● Activity
Are you able to quote each entry exactly as written?

● Region pointing data

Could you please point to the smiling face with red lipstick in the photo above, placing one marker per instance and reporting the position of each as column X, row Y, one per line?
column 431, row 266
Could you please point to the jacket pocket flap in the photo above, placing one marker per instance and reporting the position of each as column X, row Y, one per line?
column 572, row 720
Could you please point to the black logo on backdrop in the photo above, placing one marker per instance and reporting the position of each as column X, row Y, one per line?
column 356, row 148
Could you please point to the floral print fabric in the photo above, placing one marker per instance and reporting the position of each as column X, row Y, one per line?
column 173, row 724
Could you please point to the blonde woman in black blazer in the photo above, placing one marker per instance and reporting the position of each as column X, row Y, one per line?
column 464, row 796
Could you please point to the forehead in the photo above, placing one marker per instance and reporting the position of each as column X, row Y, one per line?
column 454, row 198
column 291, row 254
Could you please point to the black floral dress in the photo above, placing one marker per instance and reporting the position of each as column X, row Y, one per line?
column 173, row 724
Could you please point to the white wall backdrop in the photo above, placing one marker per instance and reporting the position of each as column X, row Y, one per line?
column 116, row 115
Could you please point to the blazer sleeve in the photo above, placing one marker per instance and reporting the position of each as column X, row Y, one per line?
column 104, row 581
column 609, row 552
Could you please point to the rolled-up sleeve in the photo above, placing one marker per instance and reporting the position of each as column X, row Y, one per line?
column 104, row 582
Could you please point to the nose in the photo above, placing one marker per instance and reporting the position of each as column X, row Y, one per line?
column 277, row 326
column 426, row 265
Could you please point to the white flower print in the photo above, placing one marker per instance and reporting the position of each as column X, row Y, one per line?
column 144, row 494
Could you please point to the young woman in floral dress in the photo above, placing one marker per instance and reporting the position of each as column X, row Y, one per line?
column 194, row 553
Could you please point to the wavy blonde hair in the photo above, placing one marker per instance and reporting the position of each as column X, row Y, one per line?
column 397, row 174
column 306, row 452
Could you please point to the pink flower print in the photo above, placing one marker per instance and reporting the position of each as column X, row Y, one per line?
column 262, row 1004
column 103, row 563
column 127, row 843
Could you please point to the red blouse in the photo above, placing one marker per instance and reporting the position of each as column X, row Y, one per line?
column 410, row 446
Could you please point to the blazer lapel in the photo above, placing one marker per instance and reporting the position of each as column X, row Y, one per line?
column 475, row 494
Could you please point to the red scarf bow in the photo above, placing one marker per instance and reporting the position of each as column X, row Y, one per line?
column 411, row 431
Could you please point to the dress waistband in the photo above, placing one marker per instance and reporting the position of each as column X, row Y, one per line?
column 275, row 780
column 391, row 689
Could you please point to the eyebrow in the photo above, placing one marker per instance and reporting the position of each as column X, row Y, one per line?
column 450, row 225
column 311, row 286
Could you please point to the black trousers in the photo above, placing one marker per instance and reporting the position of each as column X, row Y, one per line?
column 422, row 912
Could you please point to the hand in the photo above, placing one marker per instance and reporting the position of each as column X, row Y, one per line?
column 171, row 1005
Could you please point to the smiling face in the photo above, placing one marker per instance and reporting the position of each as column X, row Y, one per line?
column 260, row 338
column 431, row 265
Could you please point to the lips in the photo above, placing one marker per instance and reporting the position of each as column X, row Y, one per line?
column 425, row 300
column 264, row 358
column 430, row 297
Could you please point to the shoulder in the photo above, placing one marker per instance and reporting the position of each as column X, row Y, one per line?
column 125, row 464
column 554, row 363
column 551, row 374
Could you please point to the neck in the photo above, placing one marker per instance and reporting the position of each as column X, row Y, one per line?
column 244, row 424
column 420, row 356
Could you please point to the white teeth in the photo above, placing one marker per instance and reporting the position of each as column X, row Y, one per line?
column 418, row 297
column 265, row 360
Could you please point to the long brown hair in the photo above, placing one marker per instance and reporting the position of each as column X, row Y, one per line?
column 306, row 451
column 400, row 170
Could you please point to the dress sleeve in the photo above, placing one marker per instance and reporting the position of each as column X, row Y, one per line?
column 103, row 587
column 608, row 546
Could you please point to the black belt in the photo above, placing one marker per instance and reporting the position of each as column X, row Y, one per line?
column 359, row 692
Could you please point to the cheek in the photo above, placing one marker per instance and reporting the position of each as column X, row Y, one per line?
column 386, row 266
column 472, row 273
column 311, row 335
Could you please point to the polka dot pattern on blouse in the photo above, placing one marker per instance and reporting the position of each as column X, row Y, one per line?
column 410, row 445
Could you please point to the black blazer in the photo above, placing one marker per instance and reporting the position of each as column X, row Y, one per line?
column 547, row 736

● Your response
Could you please point to the smiling face with red lipstick in the photo above, placing one marker per instance and reporting the position of each as column X, row Y, one per line?
column 431, row 266
Could you please point to the jacket pocket flap in the photo above, placing one marker per instance and reporting the position of each as column X, row Y, one per line?
column 572, row 720
Could you please point to the black logo on backdrop in the photo above, placing one marker per instance and reporting the position of each as column X, row Y, one per line?
column 356, row 148
Could you please point to the floral print fabric in the photo above, placing one marker per instance and reporting the position of each as column X, row Y, one per line?
column 173, row 724
Could you please point to the blonde woman in black blazer in the photo above, placing one marker per instance and reporting the position of each as column X, row Y, one per line?
column 464, row 796
Could you please point to the forehead in the photo above, placing one marker per instance and reporting the position of each as column X, row Y, one per line?
column 454, row 198
column 291, row 254
Could you please point to the black floral dress in the photo above, placing one marker per instance and reporting the position of each as column X, row Y, one per line?
column 173, row 724
Could you please point to the white wall backdrop in the photo above, placing one marker per instance and reporting the position of each as column X, row Y, one per line?
column 116, row 115
Could you please point to the blazer sleeve in the photo above, placing one marker per instance and reporting the position of each as column X, row Y, one per line?
column 104, row 581
column 609, row 552
Could you please point to the rolled-up sleeve in the photo above, placing one marker per instance and reporting the position of each as column X, row Y, one per line?
column 104, row 582
Could you please point to the nose in the photo above, placing one marker per instance and reporting the position of each as column X, row Y, one per line?
column 277, row 326
column 426, row 265
Could you please point to the white flower print in the photo above, placing one marker per instance and reporting the position of each as column X, row Y, one per line?
column 144, row 494
Could you please point to the young woman in floral dress in the photo above, placing one marker per instance and reporting the position of each as column X, row Y, one per line?
column 194, row 553
Could you please point to the wavy blonde hair in the photo above, placing one marker per instance and reporting the position of each as column X, row Y, one per line?
column 397, row 174
column 306, row 452
Could you please point to the pink flower print in the photo above, placing one marker per instance and reporting the position of each as column X, row Y, one per line?
column 262, row 1004
column 103, row 563
column 127, row 843
Could you please point to the red blouse in the photo above, placing one marker per instance and reporting the position of each as column X, row Y, one per line?
column 410, row 446
Could you please point to the blazer lapel in the photo above, placing one marker per instance and reporting the position of each as column X, row Y, one per line?
column 475, row 494
Could you please point to the red scarf bow in the photo above, placing one marker per instance and reporting the position of each as column X, row Y, one per line?
column 411, row 431
Could you please point to the dress waistband in the photo above, placing one marker per instance and reporting the position of each as column X, row Y, one per line?
column 275, row 780
column 391, row 689
Could you please point to the eyebrow in the photo above, placing one marker per instance and reporting the position of each as column X, row Y, one per line?
column 450, row 225
column 311, row 286
Could you please point to the black trousers in the photo above, placing one marker per instance and reporting the position of each as column X, row Y, one per line?
column 422, row 912
Could you please point to the hand in the photo above, placing one marker per instance and reporting the position of each as column X, row Y, one per line?
column 171, row 1005
Could you please point to the smiling face in the photo above, placing one marker per instance and reporting the position of each as column X, row Y, one per line?
column 260, row 338
column 431, row 265
Could you please point to the lips in the photo above, placing one marker per instance and reporting the position of each as column X, row Y, one per line?
column 425, row 300
column 264, row 358
column 430, row 297
Could you please point to the shoulder in the photo above, placing one marker per instance and reporting the position of each as column X, row Y, one per line?
column 125, row 464
column 554, row 363
column 551, row 374
Could you please point to the neck in the photo above, placing one marker per instance and reporting the position of each as column X, row Y, one per line?
column 244, row 424
column 420, row 356
Could you please point to the white teeth in the photo above, placing one marker per instance and reporting the position of each as column X, row Y, one per line?
column 418, row 297
column 265, row 360
Could you please point to the long brown hair in the photo above, placing one marker per instance and reporting the position of each as column X, row Y, one per line?
column 306, row 451
column 400, row 170
Could you please point to the dress sleeve in the photo above, placing one marker per instance and reporting the position of each as column X, row Y, one per line?
column 103, row 587
column 608, row 546
Could you please point to the black belt in the photo above, placing one marker per instance and reporting the position of each as column X, row Y, one per line?
column 359, row 692
Could you please point to the cheek in the photo above, placing one marker per instance and reporting the position of each as column X, row Y, one per line?
column 386, row 266
column 472, row 273
column 311, row 335
Could you please point to the polka dot pattern on blouse in the photo above, placing one marker per instance and reporting the position of each as column X, row Y, one per line?
column 410, row 445
Could you please point to the black blazer in the photo above, placing one marker per instance and reporting the position of each as column X, row Y, one per line?
column 547, row 736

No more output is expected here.